▶ _Exercise tasks_
**A)** Rewrite the paragraph of the Schedule 13D cover page that begins "If the filing person has previously filed" in a shorter form, keeping its main facts.
**B)** Output everything from "(212) 997-8500" down to "of this Statement)" in the Schedule 13D cover page, word for word.

▶ _Page text_
>>>>>

SC 13D/A

 

 

UNITED STATES

SECURITIES AND EXCHANGE COMMISSION

Washington, D.C. 20549

 

 

SCHEDULE 13D

Under the Securities Exchange Act of 1934

(Amendment No. 17)*

 

 

Hess Midstream LP

(Name of Issuer)

Class A Shares

(Title of Class of Securities)

428103105

(CUSIP Number)

Timothy B. Goodell

Hess Corporation

1185 Avenue of the Americas

New York, NY 10036

(212) 997-8500

(Name, Address and Telephone Number of Person Authorized to Receive Notices and Communications)

September 18, 2024

(Date of Event Which Requires Filing of this Statement)

 

 

If the filing person has previously filed a statement on Schedule 13G to report the acquisition that is the subject of this Schedule 13D, and is filing this schedule because of Rule 13d-1(e), Rule 13d-1(f) or Rule 13d-1(g), check the following box. ☐

 

 

Note: Schedules filed in paper format shall include a signed original and five copies of the schedule, including all exhibits. See Rule 13d-7(b) for other parties to whom copies are to be sent.

<<<<<

▶ _Entries provided_
>>>>>

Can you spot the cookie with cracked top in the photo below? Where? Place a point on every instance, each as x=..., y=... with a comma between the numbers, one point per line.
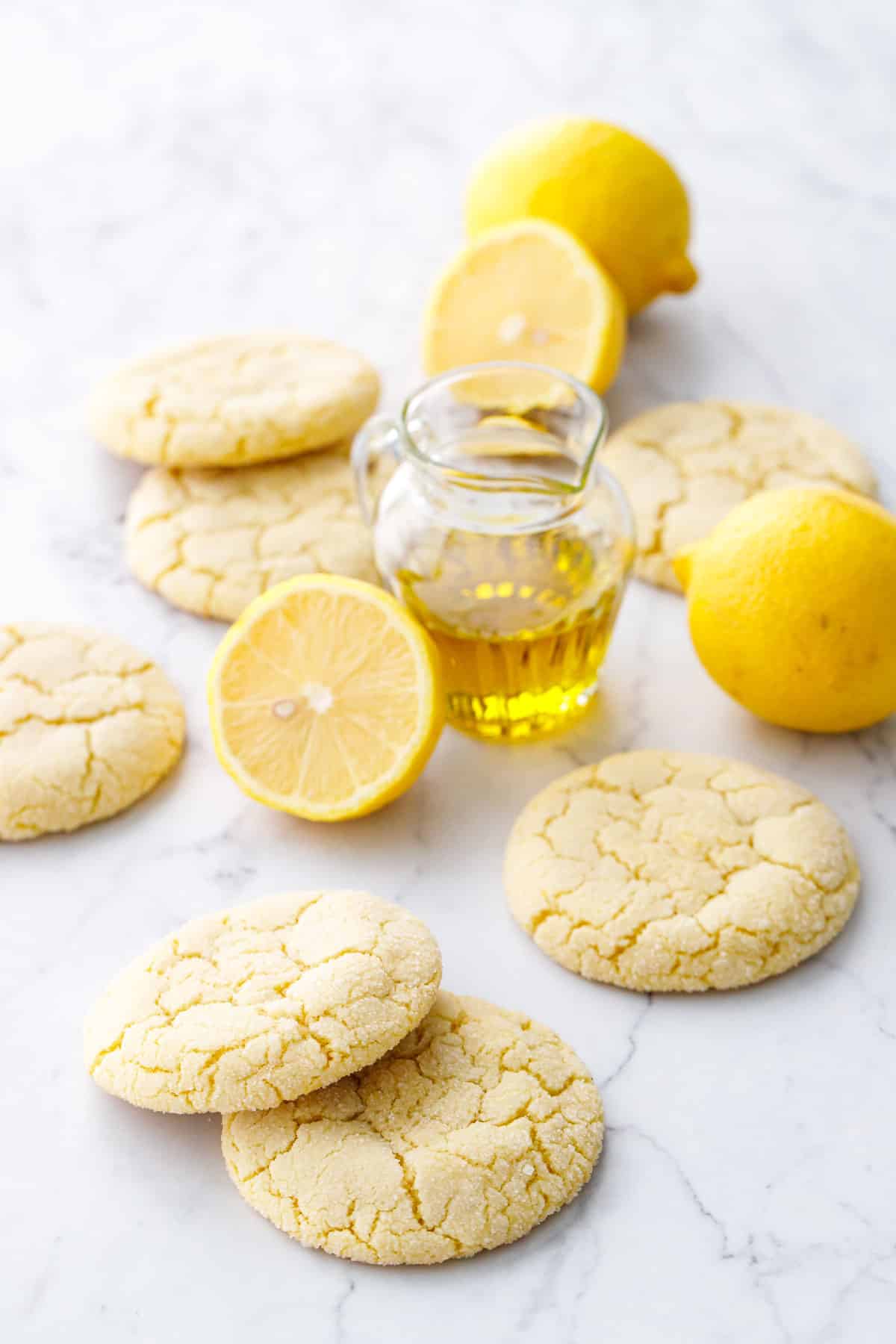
x=211, y=541
x=677, y=871
x=87, y=726
x=476, y=1128
x=231, y=401
x=249, y=1007
x=687, y=464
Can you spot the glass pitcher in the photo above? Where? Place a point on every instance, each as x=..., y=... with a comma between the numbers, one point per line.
x=504, y=537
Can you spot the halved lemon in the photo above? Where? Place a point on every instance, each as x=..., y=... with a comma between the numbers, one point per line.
x=326, y=698
x=527, y=292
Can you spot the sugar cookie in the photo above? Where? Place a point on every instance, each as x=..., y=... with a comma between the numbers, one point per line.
x=87, y=725
x=210, y=542
x=664, y=870
x=687, y=464
x=231, y=401
x=476, y=1128
x=254, y=1006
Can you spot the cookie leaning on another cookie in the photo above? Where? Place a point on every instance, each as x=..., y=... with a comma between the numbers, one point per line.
x=467, y=1135
x=211, y=541
x=687, y=464
x=667, y=871
x=262, y=1003
x=87, y=726
x=231, y=401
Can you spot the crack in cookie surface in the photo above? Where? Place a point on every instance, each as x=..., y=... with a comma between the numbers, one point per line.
x=254, y=1006
x=233, y=401
x=211, y=541
x=87, y=726
x=477, y=1127
x=687, y=464
x=676, y=871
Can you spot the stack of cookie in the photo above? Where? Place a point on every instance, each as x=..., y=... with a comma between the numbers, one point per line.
x=250, y=483
x=364, y=1112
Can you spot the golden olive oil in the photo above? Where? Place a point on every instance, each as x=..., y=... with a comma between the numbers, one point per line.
x=523, y=624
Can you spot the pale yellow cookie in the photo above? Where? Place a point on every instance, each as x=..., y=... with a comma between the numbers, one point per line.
x=664, y=870
x=249, y=1007
x=231, y=401
x=687, y=464
x=210, y=542
x=476, y=1128
x=87, y=725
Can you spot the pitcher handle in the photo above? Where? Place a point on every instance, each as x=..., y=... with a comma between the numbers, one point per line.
x=374, y=438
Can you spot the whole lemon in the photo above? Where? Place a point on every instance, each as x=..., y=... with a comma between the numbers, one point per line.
x=791, y=603
x=620, y=198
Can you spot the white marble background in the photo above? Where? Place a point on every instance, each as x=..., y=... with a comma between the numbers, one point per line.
x=171, y=168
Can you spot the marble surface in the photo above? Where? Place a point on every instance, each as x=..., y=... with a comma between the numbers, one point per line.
x=172, y=169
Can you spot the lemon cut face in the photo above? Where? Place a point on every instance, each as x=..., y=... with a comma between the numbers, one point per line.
x=527, y=292
x=326, y=698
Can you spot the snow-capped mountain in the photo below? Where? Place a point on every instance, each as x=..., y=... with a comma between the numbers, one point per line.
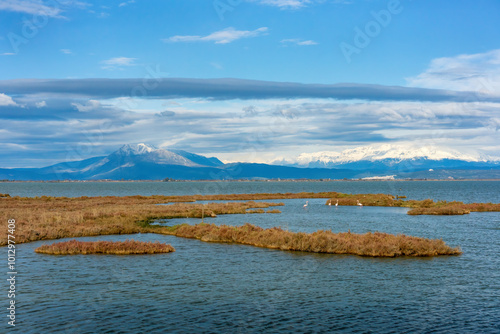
x=392, y=156
x=146, y=162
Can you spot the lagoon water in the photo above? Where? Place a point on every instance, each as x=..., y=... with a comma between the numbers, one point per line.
x=225, y=288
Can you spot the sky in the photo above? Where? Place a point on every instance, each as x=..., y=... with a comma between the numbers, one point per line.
x=246, y=80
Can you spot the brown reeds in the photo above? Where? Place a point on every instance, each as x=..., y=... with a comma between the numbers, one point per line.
x=127, y=247
x=422, y=207
x=369, y=244
x=46, y=218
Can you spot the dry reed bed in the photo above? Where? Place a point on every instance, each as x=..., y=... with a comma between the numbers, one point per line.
x=369, y=244
x=47, y=218
x=423, y=207
x=126, y=247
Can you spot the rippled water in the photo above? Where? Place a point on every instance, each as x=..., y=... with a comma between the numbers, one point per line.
x=466, y=191
x=212, y=288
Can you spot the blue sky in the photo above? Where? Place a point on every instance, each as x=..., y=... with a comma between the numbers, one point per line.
x=449, y=48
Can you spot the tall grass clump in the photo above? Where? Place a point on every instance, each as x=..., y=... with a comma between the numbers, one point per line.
x=104, y=247
x=368, y=244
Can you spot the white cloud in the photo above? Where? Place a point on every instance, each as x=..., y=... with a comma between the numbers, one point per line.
x=474, y=72
x=6, y=100
x=89, y=106
x=224, y=36
x=297, y=41
x=297, y=4
x=285, y=4
x=118, y=62
x=33, y=7
x=41, y=104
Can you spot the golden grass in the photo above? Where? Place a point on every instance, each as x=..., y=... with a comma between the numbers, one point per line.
x=47, y=218
x=369, y=244
x=105, y=247
x=423, y=207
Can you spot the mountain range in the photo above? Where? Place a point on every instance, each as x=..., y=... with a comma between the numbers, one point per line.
x=146, y=162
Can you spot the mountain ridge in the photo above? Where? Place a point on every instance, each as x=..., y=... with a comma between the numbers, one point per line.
x=147, y=162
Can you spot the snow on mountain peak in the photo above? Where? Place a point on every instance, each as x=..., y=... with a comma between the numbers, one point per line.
x=396, y=152
x=137, y=149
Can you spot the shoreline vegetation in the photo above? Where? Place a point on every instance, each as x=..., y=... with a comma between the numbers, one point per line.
x=418, y=207
x=369, y=244
x=251, y=180
x=48, y=218
x=126, y=247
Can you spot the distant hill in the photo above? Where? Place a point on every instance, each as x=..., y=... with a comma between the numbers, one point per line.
x=146, y=162
x=395, y=158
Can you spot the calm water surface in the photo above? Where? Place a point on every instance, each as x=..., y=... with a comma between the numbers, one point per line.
x=214, y=288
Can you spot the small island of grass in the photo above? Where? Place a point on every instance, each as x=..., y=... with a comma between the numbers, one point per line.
x=127, y=247
x=369, y=244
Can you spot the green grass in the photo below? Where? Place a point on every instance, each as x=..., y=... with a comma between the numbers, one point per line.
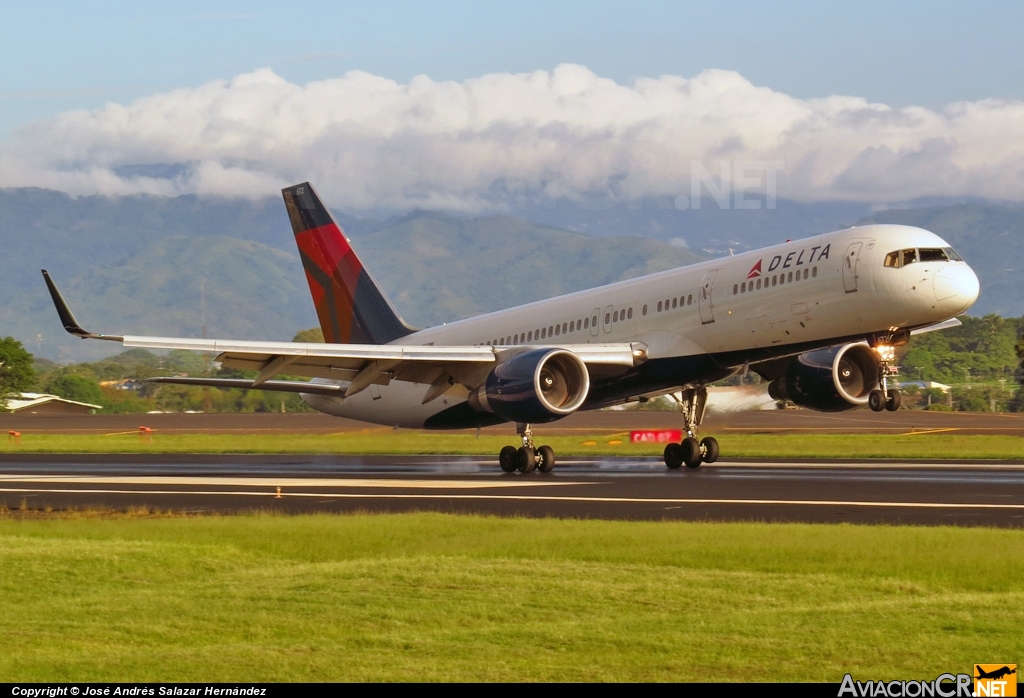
x=460, y=598
x=388, y=441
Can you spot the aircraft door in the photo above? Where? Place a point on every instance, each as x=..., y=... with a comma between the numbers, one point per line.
x=705, y=302
x=850, y=266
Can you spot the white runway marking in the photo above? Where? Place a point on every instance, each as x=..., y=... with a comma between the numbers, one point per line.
x=538, y=497
x=154, y=480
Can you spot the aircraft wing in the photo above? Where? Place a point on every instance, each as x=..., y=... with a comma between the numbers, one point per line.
x=359, y=364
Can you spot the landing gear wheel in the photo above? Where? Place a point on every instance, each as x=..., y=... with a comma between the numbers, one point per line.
x=547, y=454
x=674, y=455
x=526, y=460
x=709, y=446
x=507, y=459
x=691, y=451
x=892, y=404
x=877, y=400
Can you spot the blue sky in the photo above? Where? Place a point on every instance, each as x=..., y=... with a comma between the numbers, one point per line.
x=59, y=56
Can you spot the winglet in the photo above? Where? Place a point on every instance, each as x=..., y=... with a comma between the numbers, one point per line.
x=68, y=317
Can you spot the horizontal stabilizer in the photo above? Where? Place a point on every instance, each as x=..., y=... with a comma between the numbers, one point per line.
x=246, y=384
x=945, y=324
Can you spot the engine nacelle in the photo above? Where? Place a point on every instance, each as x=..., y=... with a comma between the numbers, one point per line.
x=535, y=387
x=829, y=380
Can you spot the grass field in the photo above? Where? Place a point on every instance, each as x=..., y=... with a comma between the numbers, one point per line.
x=387, y=441
x=438, y=597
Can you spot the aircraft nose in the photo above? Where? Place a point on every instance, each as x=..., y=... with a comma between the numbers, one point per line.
x=956, y=287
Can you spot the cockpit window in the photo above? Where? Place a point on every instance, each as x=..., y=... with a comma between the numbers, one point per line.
x=932, y=255
x=901, y=257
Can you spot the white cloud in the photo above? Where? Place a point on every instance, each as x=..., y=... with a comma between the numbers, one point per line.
x=367, y=141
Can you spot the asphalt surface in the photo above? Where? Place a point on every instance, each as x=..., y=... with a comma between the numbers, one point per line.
x=962, y=493
x=768, y=421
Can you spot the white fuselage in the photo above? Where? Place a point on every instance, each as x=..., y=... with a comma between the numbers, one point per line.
x=772, y=302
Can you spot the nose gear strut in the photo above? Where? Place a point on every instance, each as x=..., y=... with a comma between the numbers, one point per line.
x=692, y=403
x=885, y=397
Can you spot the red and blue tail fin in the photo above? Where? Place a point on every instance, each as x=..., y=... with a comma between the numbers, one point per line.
x=350, y=305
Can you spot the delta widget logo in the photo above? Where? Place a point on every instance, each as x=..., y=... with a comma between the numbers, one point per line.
x=994, y=680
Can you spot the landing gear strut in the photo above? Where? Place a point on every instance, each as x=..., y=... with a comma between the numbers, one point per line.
x=885, y=397
x=690, y=451
x=527, y=457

<<<<<

▶ _Complete answers_
**A)** A filer must check the box if it earlier reported this acquisition on Schedule 13G and is now filing this Schedule 13D because of Rule 13d-1(e), Rule 13d-1(f) or Rule 13d-1(g).

**B)**
(212) 997-8500

(Name, Address and Telephone Number of Person Authorized to Receive Notices and Communications)

September 18, 2024

(Date of Event Which Requires Filing of this Statement)